= What the exercise asks =
From the line that includes "column 295, row 12" down to the final line of the data below, copy every line exactly and leave the rest out.

*** Exercise input Section Begins ***

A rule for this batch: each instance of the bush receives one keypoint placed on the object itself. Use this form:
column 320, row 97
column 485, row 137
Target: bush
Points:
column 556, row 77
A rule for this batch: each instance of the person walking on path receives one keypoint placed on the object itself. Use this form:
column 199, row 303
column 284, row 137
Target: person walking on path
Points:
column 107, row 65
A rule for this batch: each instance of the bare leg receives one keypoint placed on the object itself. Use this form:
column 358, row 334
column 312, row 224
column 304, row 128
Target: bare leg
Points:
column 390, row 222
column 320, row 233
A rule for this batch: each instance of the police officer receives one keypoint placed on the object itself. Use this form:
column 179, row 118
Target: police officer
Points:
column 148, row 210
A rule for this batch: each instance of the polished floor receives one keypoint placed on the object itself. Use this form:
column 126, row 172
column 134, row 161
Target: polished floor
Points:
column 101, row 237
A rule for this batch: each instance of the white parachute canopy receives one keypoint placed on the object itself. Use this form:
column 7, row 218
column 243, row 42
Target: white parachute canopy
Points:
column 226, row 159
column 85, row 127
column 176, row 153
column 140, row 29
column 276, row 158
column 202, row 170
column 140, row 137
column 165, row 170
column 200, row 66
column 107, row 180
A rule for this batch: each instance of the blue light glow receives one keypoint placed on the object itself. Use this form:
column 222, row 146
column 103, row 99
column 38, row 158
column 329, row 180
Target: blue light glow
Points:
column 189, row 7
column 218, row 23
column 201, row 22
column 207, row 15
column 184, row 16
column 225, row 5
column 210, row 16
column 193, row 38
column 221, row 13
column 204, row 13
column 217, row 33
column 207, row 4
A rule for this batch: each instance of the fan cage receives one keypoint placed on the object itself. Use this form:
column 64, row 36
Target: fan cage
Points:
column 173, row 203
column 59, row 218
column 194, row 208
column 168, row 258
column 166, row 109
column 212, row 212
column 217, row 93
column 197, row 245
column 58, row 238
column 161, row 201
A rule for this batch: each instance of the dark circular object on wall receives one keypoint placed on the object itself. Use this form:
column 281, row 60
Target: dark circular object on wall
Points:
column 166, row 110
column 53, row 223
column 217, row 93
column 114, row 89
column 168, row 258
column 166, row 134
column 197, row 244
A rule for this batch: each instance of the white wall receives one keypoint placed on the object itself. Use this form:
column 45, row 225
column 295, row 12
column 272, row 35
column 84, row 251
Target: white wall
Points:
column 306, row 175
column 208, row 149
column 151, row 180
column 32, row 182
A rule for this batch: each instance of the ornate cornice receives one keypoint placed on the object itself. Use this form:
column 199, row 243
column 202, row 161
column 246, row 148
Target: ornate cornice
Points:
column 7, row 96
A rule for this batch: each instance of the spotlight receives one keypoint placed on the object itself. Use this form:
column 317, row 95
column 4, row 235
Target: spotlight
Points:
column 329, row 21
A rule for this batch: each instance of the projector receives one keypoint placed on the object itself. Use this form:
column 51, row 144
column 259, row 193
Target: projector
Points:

*** Exercise input Section Ends ***

= Exercise solution =
column 295, row 12
column 272, row 35
column 84, row 251
Target: white wall
Points:
column 306, row 175
column 208, row 149
column 151, row 180
column 32, row 182
A rule for this batch: each instance of the ornate cornice receives one keypoint placed on the object itself. Use this form:
column 199, row 243
column 202, row 161
column 246, row 148
Target: ornate cornice
Points:
column 7, row 96
A rule for this batch: each instance of the spotlight receives one keypoint placed on the object itself. Use this form:
column 317, row 95
column 4, row 235
Target: spotlight
Points:
column 329, row 21
A rule for this batch: each instance of the projector receives one keypoint placed on the object itself. Use this form:
column 51, row 144
column 259, row 193
Target: projector
Points:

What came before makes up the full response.